▸ **PARTS OF THE EXERCISE**:
[a] Answer these questions from the book notes on bicycling, one answer per line, marked the same way:
(i) Since what year has the Tour de France been suspended in the note on The Bicycle Spy?
(ii) What were the panniers on Sara Dykman's bike made from?
(iii) How many miles long was her roundtrip?
[b] Carry the book notes on bicycling forward from their last sentence, in the same style.

▸ **SOURCE TEXT**:

= Beginning of Section =

Yona Zeldis McDonough, The Bicycle Spy (self, 2020) follows young villager Marcel, who delivers bread from his parents' bakery by bike and hopes one day to race in the Tour de France, suspended since 1940 when German occupation began. Checkpoints and interrogations teach Marcel there are worse things than a canceled race. Marcel wonders whether he can help his friend's family when they come under scrutiny, but it would involve passing along secrets through risky rides. Filthy fascists, Hoover's spies, McCarthy's witch hunters, Nixon's army, Reagan's union busters, and Trump's neocons: Hardly any distinction among these enemies of community.   

Biological researcher and outdoor naturalist Sara Dykman, Bicycling with Butterflies (Workman Publishing, 2020, 280 pp.) became world’s first to bike alongside and study monarch butterflies throughout a complete migration. She assembled a bike from used parts, attached panniers made from recycled buckets, packed bare essentials, and rode alone on a 3 country, 9-month, 10,000 mile roundtrip. Not just about mucking in fens for flutter-by eggs, she shares her passion with ardent stewards, citizen scientists, eager schoolchildren, high-rise tenants, interested farmers, skeptical loungers, and unimpressed officials.

= End of Section =

▸ **STUDY MATERIAL**:
= Beginning of Section =

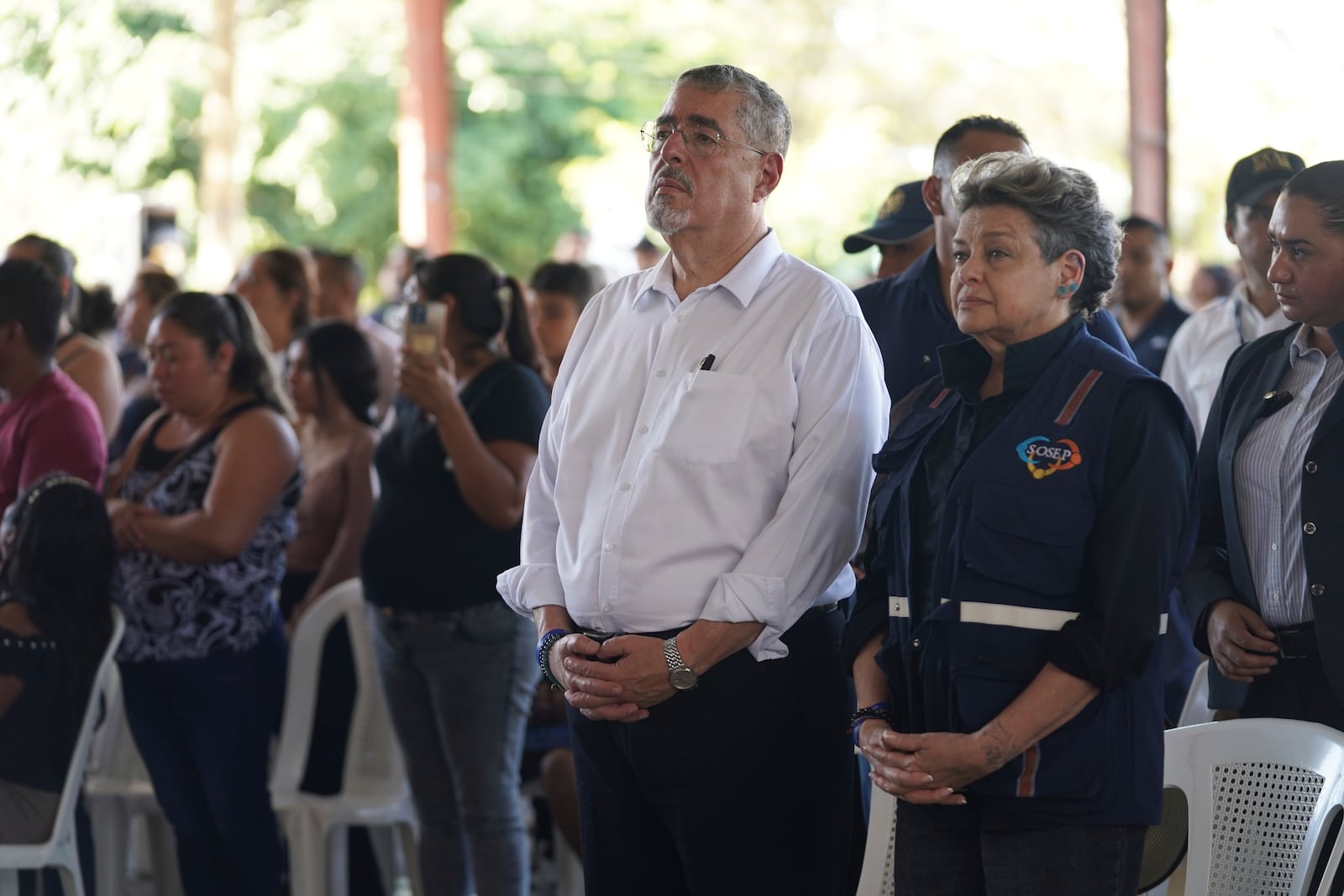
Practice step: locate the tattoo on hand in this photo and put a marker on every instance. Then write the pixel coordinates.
(998, 745)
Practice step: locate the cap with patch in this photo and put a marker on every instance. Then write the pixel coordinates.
(1258, 172)
(900, 217)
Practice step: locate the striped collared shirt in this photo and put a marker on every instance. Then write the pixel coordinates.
(1269, 483)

= End of Section =

▸ **RESPONSES**:
[a]
(i) 1940
(ii) Recycled buckets
(iii) 10,000 miles

[b]
Jools Walker, blogger and Brit bicyclist Lady Velo, mentioned before pandemic for Back in the Frame: How to get back on your bike, whatever life throws at you (Little Brown Book Group, 2019, 368 pp.), followed up with a reedited paperback sounding pleasanter Back in the Frame: Cycling belonging and finding joy on a bike (Sphere, 2021, 384 pp.), her personal memoire of an all-in-one child tricyclist, preteen BMXer, and renewed roadie who has come of age and still likes bikes. Happily, she now finds herself being interviewed by BBC about cycling culture and giving talks at women’s cycling events. Pedaling by wheel, even casually, is a near panacea and potent tonic for arthritis, cardiovascular ailments, depression, isolation and other maladies caused by a sedentary stay-at-home lifestyle. Bikes are also convenient for hanging your emotional baggage from and studying what's really going on.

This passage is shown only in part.